SOURCE EXTRACT:
Short-Bio: Ramon Lopez

Ramon E. Lopez received his B.S. in Physics in 1980 from the University of Illinois, and his Ph.D. in Space Physics in 1986 from Rice University.  He is currently a Professor in the Department of Physics at the University of Texas at Arlington (UTA) where he leads a research group that is working in both space physics and science education.  Dr. Lopez is the author or co-author of over 110 peer-reviewed publications, as well as the popular science book "Storms from the Sun."  Dr. Lopez was one of the Co-Chairs of the writing team that produced the Next Generation Science Standards, and he has won numerous awards for his work in both space physics and science education.  Dr. Lopez is a Fellow of the APS and the AAAS.

Title: Multidimensional Learning: The vision of the Framework for K-12 Science Education

In 2011, the National Research Council Released "A Framework for K-12 Science Education: Practices, Crosscutting Concepts, and Core Ideas", which is the foundation for the creation of the Next Generation Science Standards (NGSS).  The Framework organizes science education into the Disciplinary Core Ideas, Science and Engineering Practices, and Crosscutting concepts, while the NGSS weaves these three dimensions into a set of performance exactions for students.  In this talk I will discuss how multidimensional learning is envisioned in the Framework, and how this plays out in the NGSS.  I will also discuss some ideas regarding how this vision can be reflected in classroom instruction.

PROMPT 1:
Put the entries from the line with "Q: Identify a point on each instance of the white structural" up to and including the line with "[(81, 227)]" into a numbered list, leaving out blank lines and the pictures.

SUPPLIED MATERIAL:
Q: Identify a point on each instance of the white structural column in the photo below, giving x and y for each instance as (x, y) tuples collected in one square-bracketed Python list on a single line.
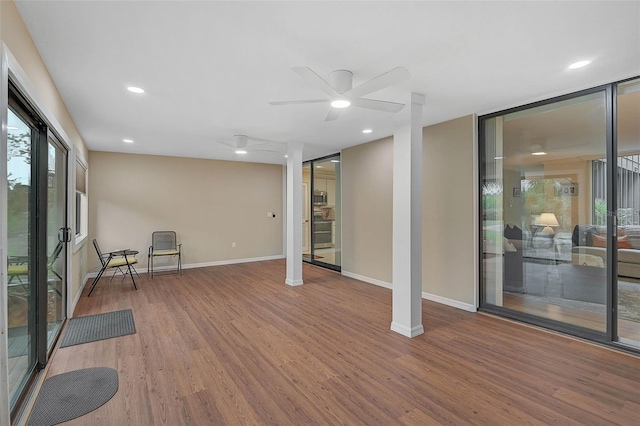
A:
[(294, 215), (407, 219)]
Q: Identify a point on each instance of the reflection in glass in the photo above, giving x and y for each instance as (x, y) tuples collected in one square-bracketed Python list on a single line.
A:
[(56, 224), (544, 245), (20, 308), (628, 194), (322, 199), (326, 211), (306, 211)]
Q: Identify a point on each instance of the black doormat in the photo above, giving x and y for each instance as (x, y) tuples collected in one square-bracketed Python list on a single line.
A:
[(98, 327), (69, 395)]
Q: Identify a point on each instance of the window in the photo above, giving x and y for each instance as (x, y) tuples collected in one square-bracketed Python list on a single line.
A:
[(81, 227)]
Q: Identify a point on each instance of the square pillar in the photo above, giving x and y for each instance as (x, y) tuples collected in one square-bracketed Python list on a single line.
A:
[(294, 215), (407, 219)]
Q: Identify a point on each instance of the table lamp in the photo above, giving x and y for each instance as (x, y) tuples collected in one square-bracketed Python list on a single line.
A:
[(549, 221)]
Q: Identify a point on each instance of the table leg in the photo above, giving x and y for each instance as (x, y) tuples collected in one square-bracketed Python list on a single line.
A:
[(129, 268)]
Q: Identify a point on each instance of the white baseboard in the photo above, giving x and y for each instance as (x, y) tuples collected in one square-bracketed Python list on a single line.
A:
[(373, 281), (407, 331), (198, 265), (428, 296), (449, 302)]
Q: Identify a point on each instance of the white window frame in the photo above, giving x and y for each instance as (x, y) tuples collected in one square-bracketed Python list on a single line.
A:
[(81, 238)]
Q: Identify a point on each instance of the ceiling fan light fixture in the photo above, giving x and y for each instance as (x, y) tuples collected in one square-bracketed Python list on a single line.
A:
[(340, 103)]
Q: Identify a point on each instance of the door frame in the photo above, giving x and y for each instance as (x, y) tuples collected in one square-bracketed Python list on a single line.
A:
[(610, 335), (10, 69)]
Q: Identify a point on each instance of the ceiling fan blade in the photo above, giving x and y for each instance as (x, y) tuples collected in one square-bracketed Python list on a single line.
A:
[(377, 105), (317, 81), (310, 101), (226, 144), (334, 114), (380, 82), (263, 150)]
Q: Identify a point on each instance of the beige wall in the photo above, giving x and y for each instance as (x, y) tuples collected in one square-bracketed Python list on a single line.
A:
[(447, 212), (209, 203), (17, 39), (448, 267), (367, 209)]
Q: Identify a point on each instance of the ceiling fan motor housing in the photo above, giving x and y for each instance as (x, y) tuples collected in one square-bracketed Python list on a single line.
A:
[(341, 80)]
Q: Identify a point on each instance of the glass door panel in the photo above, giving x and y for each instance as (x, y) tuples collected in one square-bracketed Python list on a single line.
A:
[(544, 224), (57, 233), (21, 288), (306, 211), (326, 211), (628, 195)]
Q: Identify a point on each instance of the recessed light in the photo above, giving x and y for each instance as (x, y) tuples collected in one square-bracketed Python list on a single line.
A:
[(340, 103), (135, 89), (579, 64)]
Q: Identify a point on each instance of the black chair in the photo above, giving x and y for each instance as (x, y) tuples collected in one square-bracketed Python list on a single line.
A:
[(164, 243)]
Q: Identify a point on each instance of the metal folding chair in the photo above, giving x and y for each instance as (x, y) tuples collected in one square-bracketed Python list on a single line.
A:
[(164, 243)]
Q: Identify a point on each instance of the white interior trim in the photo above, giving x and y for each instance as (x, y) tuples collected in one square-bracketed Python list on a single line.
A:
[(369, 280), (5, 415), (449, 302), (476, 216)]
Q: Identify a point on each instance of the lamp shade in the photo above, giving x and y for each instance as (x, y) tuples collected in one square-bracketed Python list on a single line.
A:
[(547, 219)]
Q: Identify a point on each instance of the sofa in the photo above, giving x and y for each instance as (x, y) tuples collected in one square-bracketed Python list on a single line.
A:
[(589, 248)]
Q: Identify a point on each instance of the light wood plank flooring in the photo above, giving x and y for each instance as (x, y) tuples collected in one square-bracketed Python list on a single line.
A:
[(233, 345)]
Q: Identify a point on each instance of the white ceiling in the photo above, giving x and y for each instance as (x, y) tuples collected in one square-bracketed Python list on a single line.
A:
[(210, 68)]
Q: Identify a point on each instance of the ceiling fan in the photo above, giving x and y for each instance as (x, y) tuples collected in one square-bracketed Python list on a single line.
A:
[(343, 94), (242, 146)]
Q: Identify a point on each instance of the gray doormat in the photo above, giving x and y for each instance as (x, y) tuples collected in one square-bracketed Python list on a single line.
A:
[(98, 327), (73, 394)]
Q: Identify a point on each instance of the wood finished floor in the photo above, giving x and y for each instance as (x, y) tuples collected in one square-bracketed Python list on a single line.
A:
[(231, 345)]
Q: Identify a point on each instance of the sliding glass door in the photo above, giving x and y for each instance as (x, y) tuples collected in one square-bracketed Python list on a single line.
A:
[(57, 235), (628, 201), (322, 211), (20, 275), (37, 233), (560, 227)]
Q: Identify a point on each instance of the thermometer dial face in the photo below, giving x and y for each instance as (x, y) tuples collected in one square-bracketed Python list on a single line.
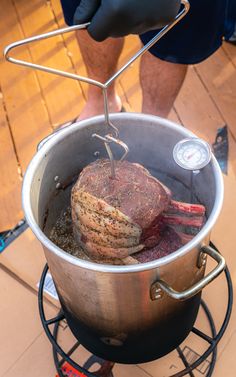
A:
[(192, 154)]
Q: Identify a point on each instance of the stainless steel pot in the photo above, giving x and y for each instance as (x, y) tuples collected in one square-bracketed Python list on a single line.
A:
==
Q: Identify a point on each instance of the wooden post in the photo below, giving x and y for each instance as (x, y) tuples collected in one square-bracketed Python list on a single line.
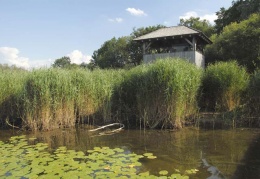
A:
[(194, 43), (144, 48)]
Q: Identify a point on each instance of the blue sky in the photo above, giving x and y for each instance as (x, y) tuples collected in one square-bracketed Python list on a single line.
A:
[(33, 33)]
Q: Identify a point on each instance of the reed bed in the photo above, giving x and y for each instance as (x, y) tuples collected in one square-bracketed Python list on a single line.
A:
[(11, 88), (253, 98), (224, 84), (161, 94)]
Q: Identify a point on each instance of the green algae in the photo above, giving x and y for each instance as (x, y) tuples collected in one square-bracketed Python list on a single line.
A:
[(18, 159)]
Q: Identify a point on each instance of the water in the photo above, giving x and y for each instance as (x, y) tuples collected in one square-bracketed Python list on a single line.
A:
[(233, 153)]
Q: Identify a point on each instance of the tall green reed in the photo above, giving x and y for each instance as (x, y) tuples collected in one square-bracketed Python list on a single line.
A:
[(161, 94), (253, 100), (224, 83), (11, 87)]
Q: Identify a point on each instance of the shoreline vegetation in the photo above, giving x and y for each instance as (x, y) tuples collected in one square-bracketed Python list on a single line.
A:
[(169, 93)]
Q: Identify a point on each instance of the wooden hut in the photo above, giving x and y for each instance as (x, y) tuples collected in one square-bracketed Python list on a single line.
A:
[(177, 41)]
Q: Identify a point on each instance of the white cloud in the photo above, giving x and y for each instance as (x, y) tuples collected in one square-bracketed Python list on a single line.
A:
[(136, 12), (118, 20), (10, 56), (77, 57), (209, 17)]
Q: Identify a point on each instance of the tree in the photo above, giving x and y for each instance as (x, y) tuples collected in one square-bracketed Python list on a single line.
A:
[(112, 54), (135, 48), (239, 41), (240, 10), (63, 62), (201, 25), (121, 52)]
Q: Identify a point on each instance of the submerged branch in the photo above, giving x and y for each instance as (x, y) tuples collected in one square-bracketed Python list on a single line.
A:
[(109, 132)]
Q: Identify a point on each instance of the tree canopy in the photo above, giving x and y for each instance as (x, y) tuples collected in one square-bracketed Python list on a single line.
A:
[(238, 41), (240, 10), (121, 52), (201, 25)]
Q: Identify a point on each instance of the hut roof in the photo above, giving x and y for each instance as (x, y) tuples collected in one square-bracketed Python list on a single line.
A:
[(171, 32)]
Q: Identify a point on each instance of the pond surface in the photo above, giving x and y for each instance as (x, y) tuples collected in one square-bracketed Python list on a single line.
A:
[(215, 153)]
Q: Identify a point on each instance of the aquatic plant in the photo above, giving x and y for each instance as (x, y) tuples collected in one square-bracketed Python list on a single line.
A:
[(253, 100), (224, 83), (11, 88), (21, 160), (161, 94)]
--
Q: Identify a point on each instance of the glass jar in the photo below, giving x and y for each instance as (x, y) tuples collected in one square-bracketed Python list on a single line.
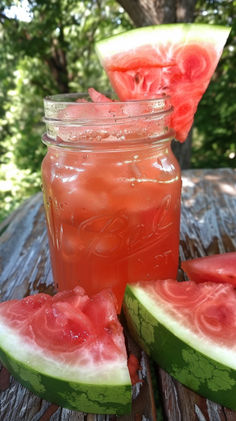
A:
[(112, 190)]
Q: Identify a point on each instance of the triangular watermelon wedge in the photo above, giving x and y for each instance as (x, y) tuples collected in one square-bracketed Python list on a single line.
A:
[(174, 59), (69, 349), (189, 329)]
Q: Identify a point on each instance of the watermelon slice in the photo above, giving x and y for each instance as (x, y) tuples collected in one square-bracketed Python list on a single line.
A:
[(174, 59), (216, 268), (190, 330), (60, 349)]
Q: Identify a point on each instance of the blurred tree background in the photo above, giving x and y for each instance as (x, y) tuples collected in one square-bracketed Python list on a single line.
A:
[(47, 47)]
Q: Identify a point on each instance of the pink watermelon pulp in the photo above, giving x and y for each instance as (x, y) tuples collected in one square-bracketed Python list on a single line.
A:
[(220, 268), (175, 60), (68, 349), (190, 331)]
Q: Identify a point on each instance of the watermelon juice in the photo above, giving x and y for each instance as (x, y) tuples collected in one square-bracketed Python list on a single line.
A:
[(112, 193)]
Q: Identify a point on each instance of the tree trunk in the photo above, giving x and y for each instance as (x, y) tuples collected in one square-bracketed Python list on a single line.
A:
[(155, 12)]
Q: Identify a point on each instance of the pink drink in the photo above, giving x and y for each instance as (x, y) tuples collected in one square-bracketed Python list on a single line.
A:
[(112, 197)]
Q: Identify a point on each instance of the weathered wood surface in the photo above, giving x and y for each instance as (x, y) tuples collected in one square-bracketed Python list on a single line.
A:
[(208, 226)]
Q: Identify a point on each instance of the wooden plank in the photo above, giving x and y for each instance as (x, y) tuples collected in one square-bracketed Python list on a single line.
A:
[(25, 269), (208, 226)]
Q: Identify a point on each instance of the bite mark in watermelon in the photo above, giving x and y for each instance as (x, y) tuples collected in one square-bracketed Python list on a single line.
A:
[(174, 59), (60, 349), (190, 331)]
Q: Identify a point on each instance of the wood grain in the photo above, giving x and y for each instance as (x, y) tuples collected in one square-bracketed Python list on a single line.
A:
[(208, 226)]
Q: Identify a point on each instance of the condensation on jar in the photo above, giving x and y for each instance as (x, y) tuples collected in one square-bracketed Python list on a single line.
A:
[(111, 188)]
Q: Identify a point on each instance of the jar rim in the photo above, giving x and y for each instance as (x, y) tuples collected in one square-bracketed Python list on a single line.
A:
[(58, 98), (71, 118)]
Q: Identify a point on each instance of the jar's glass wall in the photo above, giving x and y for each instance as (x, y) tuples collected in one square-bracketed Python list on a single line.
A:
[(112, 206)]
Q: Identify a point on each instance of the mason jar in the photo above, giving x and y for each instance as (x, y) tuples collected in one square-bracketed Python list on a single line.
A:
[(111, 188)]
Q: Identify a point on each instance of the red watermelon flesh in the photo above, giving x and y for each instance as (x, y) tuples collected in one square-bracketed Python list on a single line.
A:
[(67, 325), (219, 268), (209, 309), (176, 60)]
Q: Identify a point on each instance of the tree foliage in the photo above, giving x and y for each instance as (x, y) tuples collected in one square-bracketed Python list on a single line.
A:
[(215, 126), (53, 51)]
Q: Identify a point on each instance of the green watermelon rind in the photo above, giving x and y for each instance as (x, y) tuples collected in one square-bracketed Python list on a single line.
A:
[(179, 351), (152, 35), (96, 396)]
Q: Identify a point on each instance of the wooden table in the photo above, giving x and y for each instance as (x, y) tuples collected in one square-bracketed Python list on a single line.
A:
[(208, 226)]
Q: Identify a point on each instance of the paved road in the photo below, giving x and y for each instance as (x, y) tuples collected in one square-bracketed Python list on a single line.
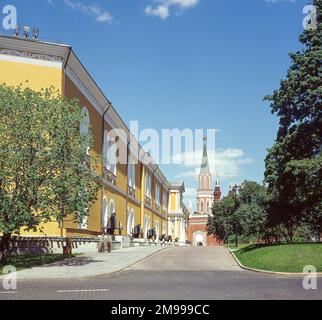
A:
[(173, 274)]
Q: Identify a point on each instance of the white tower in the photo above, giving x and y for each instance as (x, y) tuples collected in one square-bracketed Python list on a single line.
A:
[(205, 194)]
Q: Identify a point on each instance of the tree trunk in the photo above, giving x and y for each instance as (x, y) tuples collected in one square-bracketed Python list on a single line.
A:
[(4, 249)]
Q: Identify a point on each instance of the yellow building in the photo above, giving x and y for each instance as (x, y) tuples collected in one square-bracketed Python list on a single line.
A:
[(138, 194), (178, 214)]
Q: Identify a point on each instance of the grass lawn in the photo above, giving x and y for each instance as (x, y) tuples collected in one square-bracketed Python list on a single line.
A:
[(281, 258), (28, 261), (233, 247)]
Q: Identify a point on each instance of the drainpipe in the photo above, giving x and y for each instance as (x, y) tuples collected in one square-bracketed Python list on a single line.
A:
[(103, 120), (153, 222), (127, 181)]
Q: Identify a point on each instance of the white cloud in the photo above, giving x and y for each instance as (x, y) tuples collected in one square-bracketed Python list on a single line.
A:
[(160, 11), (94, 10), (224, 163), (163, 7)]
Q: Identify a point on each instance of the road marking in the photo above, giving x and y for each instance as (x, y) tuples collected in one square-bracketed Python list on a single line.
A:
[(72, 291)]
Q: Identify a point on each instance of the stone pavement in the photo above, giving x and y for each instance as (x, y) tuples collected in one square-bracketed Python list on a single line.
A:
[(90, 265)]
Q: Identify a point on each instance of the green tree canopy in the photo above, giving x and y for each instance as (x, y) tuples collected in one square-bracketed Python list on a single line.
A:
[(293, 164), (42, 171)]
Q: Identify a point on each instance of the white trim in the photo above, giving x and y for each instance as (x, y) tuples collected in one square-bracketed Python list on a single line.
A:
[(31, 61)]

PROMPT 2:
In the bio and talk abstract, do these statements agree with the text? (a) Lopez earned his Ph.D. in Space Physics at Rice University. (b) The National Research Council released the Framework in 2011. (c) Lopez has authored or co-authored over 200 peer-reviewed publications.

EXERCISE ANSWER 1:
1. Q: Identify a point on each instance of the white structural column in the photo below, giving x and y for each instance as (x, y) tuples collected in one square-bracketed Python list on a single line.
2. A:
3. [(294, 215), (407, 219)]
4. Q: Identify a point on each instance of the reflection in glass in the photo above, giving x and y for each instance as (x, y) tuples collected in one square-bracketed Python list on a single line.
5. A:
6. [(56, 224), (544, 245), (20, 308), (628, 194), (322, 199), (326, 211), (306, 211)]
7. Q: Identify a point on each instance of the black doormat in the photo above, giving x and y for each instance as (x, y) tuples collected in one square-bracketed Python list on a single line.
8. A:
9. [(98, 327), (69, 395)]
10. Q: Identify a point on each instance of the window in the photo above, giving x and y for each instance as (x, y) tuples collected in one square-bracketed Python list on a single line.
11. A:
12. [(81, 227)]

EXERCISE ANSWER 2:
(a) Yes: "his Ph.D. in Space Physics in 1986 from Rice University"
(b) Yes: "In 2011, the National Research Council Released"
(c) No: "the author or co-author of over 110 peer-reviewed publications"